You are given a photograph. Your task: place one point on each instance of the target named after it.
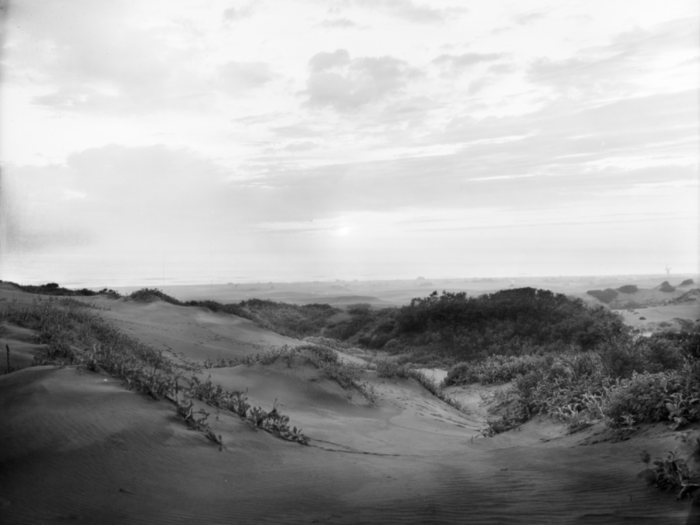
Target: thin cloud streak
(315, 137)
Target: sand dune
(76, 446)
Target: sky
(174, 142)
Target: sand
(77, 447)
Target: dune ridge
(82, 448)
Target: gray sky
(173, 141)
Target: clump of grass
(389, 369)
(148, 295)
(77, 336)
(675, 472)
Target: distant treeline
(55, 289)
(509, 322)
(453, 325)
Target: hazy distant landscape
(349, 261)
(261, 394)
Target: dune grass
(76, 335)
(625, 383)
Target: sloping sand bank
(77, 447)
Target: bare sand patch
(77, 446)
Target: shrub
(628, 288)
(389, 368)
(604, 296)
(666, 287)
(148, 295)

----

• **Try it**
Transcribe the listing above verbatim. No picture belongs in the result.

• **Reply to the exercise**
You are given a photograph. Your task: place one point on each instance of the target named after it.
Target: thin cloud streak
(315, 137)
Target: sand dune
(76, 446)
Target: sky
(174, 142)
Target: sand
(77, 447)
Target: dune ridge
(82, 448)
Target: gray sky
(173, 141)
Target: clump of grass
(389, 369)
(148, 295)
(77, 336)
(675, 472)
Target: distant treeline
(55, 289)
(509, 322)
(453, 325)
Target: hazy distant landscape
(349, 261)
(261, 394)
Target: dune grass
(76, 335)
(625, 383)
Target: sloping sand bank
(77, 447)
Target: bare sand patch
(77, 446)
Target: shrub
(628, 288)
(389, 368)
(604, 296)
(666, 287)
(148, 295)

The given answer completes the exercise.